▸ 作業内容
(1) ページによると、好嶼HOSUでは食材の何パーセントを台湾産でまかなえるようになったか。
(2) ページの「さらに島の農業を持続循環させる同店の取り組みが、」から「昨年末、現在の地に移転した。」までを、一字も変えずに書き写してください。

台湾の多民族性を豊かな食材で表現し 食の持続性にも貢献
台湾の多民族の食文化を継承する、新台湾料理の「好嶼HOSU」。
さらに島の農業を持続循環させる同店の取り組みが、
ミシュランからの高い評価につながった。
中華系民族一色のように誤解されやすいが、実は台湾には多民族が共存しており、アミ族やタイヤル族など先史時代からの原住民族がいる。時を下って17世紀に大陸の福建地方から漢民族が移住。さらに戦後、蒋介石らの外省人が渡り、近年は東南アジアから新住民も増えている。こうした台湾の民族史を食で表現するのが「好嶼HOSU」だ。「嶼」とは台湾諸島を表す。

台湾で営むファインダイニングの料理人は、その多くが海外や国内有名店で修行しているが、同店のシェフ李易晏はそうした経験を持たない。ピザ店で働いた後、ビストロを開業。そして2022年、独自のコンセプトで「好嶼HOSU」を開き、昨年末、現在の地に移転した。

近年、台湾では自分たちのアイデンティティを模索し、台湾古来の文化を見つめ直す動きが高まっている。李シェフもそこに注目し、以前から原住民族の集落を訪れ、伝統的な食材や料理法を学んできた。また地方の農業生産者の元にも足繁く通い、今では食材の95%を台湾産でまかなえるまでになったという。
現在のメニューはコースのみであり、「辦桌(パントッ)」と呼ばれる台湾の伝統的な宴会料理をベースに設定。コースの品目にそれぞれの民族の食材や調味料を取り入れ、全体を味わうことで台湾の食文化を体験することができる。左上写真は台湾南部から仕入れた、アマニを食べて育った豚のロースを2週間熟成させた炭火焼き。ソースは豚骨出汁に米を主原料とするウイスキーを加えている。一方、右上写真は台湾の湖や川をイメージしたスープ。蛤で出汁をとり、具材にはマコモとカエルのミートボール。そして写真右下はズッキーニの花の天ぷら。下に敷いたのは自家製豆腐。奥の四角い乾燥湯葉を砕いて振りかけて食す。まさに台湾を味で旅する思いに溢れる。

▸ 行の抜粋
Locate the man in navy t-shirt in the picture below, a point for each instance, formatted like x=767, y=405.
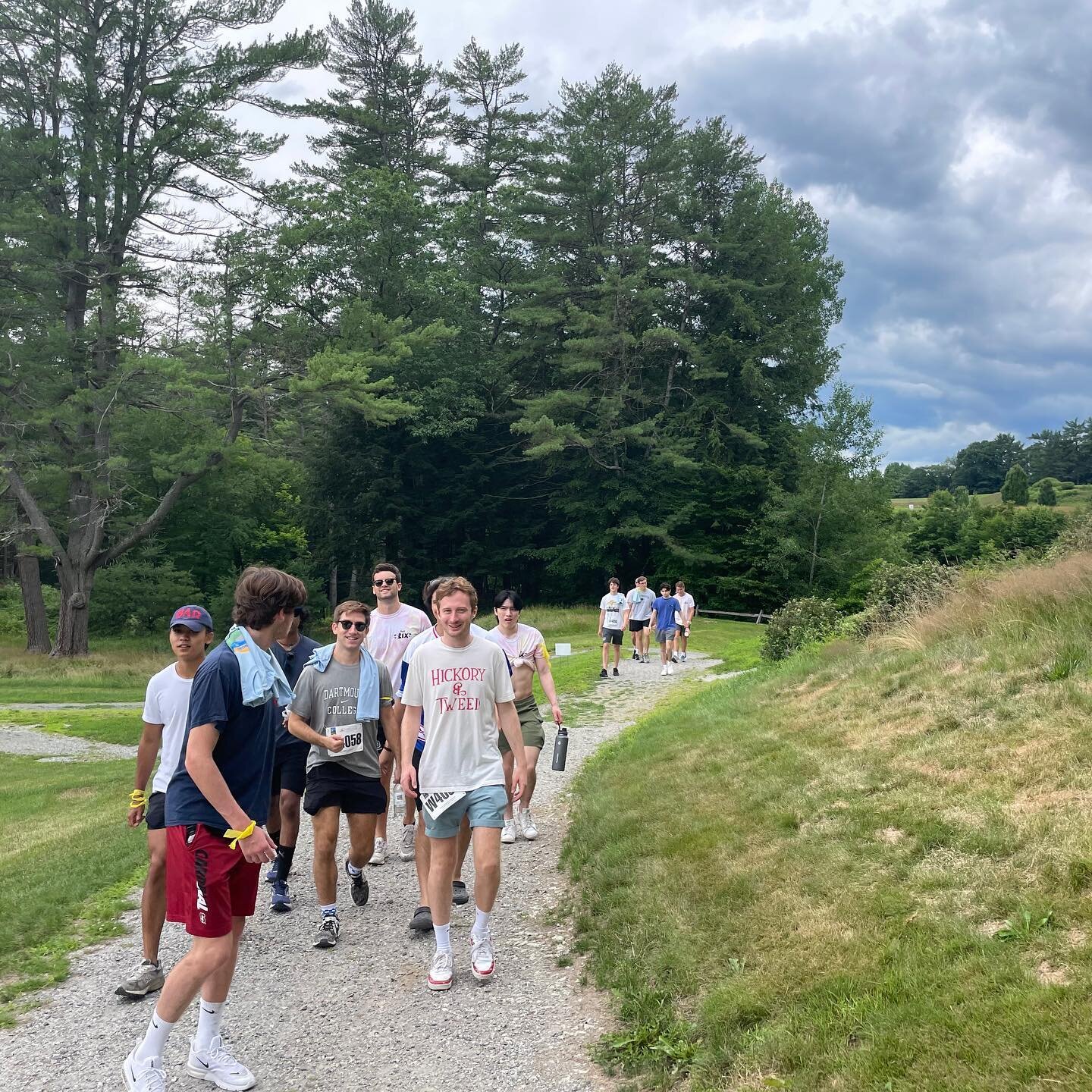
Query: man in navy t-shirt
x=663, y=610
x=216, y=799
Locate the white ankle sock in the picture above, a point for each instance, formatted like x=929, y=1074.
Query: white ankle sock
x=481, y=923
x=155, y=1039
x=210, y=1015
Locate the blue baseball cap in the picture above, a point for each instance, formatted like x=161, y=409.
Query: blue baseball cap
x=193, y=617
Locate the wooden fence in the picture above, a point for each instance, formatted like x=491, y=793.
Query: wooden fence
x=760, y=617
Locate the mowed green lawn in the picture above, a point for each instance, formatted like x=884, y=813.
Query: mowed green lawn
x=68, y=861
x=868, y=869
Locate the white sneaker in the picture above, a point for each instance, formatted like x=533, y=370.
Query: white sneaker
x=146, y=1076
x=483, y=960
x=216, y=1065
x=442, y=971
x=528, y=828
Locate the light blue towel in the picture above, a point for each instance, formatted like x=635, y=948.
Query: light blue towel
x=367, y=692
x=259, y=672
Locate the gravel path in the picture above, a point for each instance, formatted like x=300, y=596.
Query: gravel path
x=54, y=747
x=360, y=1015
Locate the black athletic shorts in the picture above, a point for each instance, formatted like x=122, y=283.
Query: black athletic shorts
==
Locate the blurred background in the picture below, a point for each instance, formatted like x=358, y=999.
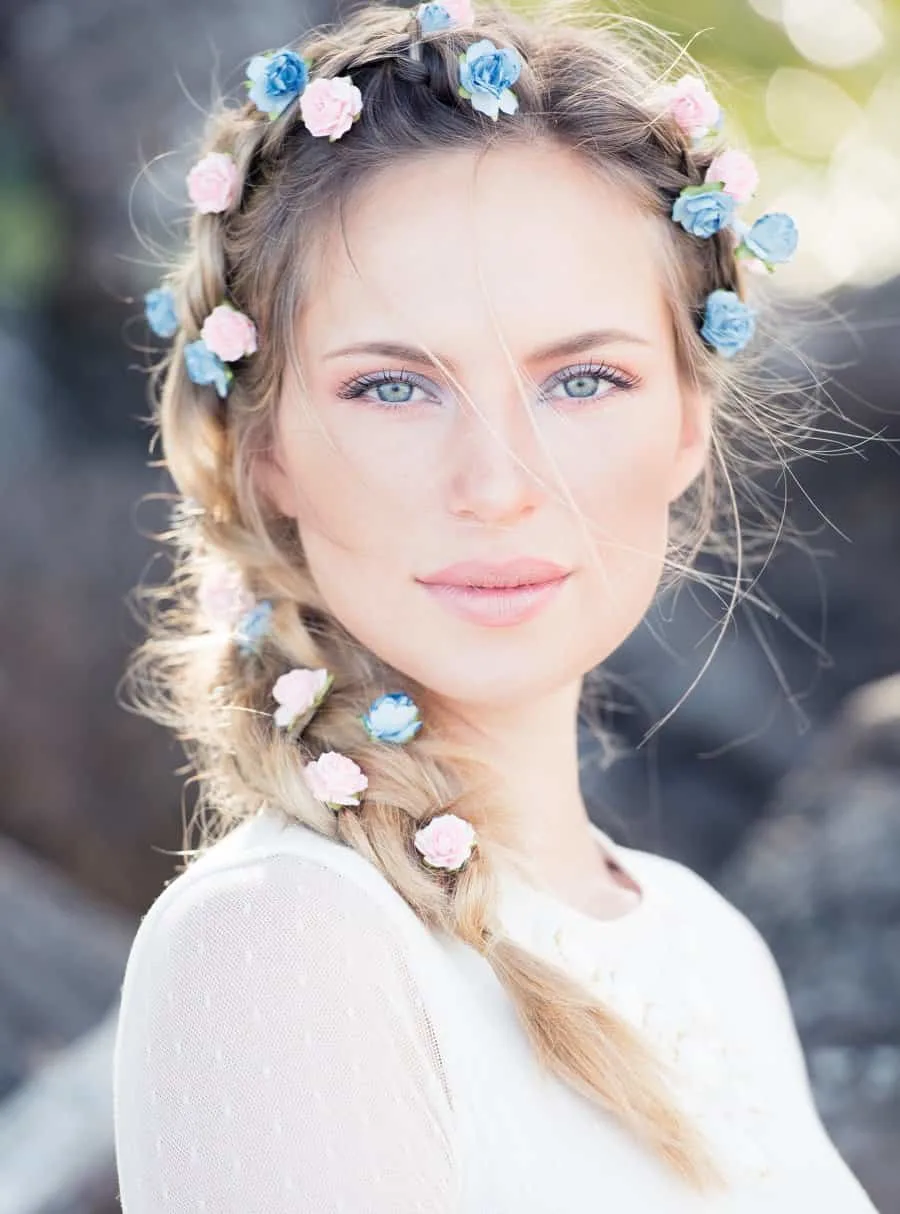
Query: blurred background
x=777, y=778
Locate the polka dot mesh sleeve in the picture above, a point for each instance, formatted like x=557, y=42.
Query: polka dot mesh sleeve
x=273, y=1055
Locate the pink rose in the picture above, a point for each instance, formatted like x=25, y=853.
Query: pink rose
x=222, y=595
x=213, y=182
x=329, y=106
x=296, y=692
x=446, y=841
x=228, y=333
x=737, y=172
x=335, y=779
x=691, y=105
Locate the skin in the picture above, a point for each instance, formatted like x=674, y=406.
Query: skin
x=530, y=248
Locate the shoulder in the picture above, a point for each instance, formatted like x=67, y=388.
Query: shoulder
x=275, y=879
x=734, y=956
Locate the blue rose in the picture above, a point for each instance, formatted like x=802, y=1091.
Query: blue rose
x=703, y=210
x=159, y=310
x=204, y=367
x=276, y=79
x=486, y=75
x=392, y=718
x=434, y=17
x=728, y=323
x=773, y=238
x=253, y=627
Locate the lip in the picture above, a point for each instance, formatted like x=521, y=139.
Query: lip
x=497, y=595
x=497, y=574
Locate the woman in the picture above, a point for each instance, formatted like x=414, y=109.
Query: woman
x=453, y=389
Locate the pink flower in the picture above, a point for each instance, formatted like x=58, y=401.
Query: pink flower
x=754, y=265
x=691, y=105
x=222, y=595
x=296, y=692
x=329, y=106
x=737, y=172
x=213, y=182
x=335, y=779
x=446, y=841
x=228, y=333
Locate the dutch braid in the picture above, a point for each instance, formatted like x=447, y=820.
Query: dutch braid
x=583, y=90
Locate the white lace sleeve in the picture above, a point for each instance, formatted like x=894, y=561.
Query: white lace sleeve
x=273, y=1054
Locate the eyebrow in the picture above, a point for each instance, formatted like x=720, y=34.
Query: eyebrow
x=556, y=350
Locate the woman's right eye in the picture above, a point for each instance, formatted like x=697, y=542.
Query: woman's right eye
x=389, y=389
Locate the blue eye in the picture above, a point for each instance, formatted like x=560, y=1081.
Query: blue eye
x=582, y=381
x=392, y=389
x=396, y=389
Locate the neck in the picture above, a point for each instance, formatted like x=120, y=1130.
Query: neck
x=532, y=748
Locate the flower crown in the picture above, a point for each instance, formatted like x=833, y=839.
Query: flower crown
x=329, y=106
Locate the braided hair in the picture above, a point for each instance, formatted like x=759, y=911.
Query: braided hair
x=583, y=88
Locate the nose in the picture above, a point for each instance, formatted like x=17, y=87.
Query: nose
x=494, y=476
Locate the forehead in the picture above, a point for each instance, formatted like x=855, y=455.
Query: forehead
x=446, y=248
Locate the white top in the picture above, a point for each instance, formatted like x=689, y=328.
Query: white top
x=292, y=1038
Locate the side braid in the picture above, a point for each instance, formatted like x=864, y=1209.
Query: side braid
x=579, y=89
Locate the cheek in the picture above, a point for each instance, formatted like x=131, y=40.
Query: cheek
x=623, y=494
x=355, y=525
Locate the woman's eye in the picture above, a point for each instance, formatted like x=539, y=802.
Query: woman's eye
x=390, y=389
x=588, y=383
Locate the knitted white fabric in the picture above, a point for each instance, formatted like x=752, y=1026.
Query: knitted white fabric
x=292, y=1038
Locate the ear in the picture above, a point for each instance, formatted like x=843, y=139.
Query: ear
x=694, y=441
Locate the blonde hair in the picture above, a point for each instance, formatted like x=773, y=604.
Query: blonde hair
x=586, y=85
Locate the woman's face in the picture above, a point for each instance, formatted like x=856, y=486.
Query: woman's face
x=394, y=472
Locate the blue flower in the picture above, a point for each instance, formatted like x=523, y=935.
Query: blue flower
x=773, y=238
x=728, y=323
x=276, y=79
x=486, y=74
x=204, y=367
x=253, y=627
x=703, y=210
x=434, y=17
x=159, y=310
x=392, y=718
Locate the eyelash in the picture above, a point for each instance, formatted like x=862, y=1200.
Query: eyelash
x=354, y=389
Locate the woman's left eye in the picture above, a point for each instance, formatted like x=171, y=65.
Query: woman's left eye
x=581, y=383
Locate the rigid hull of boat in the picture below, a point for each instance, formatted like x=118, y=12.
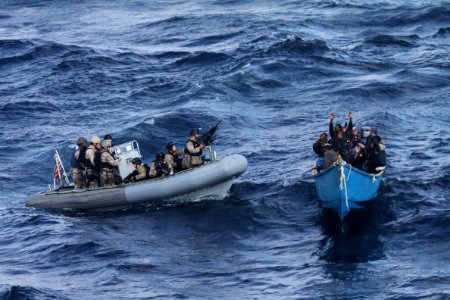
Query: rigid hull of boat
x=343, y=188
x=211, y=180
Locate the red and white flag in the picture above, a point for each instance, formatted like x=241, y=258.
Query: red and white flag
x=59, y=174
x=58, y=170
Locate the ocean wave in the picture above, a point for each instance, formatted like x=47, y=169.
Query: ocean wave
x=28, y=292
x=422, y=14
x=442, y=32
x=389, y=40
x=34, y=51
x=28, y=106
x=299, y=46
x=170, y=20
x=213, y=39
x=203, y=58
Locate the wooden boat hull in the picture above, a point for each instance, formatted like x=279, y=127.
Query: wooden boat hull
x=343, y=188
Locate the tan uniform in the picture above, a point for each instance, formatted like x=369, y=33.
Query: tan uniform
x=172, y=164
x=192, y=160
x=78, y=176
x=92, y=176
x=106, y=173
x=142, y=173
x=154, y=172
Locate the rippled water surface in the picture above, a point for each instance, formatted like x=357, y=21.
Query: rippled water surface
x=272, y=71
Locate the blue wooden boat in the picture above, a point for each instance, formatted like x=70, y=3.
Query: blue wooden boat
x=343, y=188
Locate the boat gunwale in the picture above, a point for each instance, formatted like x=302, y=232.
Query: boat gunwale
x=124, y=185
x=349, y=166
* * *
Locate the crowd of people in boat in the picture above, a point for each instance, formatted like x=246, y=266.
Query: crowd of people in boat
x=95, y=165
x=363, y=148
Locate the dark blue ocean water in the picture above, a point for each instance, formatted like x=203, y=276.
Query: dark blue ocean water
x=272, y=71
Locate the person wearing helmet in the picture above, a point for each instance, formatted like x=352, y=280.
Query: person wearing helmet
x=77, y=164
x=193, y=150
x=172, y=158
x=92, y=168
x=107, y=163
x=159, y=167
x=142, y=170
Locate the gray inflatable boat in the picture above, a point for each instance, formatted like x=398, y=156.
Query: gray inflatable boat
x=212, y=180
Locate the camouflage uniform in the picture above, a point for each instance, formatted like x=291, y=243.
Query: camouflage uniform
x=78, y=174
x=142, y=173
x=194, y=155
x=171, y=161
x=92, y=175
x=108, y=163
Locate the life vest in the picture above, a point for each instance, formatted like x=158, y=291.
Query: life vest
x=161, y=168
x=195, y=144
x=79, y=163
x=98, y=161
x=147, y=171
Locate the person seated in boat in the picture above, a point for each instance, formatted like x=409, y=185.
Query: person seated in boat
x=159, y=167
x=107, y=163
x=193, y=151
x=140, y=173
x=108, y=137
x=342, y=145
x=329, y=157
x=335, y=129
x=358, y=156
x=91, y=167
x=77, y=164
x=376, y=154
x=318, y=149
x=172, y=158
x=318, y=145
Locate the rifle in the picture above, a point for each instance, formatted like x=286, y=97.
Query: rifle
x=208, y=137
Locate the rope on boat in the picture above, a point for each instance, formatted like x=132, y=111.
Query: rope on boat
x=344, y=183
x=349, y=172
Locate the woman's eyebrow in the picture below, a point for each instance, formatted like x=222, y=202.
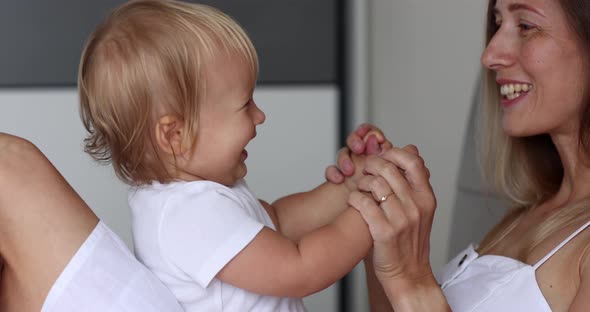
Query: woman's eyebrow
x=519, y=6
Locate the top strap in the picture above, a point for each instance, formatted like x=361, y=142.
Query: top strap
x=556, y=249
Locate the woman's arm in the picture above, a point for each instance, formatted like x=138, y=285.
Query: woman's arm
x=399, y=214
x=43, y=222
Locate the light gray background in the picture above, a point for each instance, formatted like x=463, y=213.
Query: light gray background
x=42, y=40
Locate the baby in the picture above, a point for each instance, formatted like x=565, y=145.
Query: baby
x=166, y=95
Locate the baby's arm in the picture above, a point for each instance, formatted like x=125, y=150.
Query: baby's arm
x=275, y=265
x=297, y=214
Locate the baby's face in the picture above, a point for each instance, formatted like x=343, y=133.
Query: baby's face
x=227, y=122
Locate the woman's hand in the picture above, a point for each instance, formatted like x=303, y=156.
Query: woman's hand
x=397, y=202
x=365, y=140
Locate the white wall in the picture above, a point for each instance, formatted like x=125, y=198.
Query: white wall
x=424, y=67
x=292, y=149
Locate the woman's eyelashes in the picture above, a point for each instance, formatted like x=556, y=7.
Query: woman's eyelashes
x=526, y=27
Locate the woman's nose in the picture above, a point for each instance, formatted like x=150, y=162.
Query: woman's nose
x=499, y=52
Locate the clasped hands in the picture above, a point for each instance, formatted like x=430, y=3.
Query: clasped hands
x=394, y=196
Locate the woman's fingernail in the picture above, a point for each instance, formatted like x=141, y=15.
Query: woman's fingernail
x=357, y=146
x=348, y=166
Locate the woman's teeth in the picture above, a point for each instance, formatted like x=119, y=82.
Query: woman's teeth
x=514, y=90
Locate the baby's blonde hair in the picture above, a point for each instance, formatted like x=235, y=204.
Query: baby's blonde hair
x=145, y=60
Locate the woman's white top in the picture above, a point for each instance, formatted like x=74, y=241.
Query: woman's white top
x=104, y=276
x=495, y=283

▸ 課題別解答
(1) 95%

(2)
さらに島の農業を持続循環させる同店の取り組みが、
ミシュランからの高い評価につながった。
中華系民族一色のように誤解されやすいが、実は台湾には多民族が共存しており、アミ族やタイヤル族など先史時代からの原住民族がいる。時を下って17世紀に大陸の福建地方から漢民族が移住。さらに戦後、蒋介石らの外省人が渡り、近年は東南アジアから新住民も増えている。こうした台湾の民族史を食で表現するのが「好嶼HOSU」だ。「嶼」とは台湾諸島を表す。

台湾で営むファインダイニングの料理人は、その多くが海外や国内有名店で修行しているが、同店のシェフ李易晏はそうした経験を持たない。ピザ店で働いた後、ビストロを開業。そして2022年、独自のコンセプトで「好嶼HOSU」を開き、昨年末、現在の地に移転した。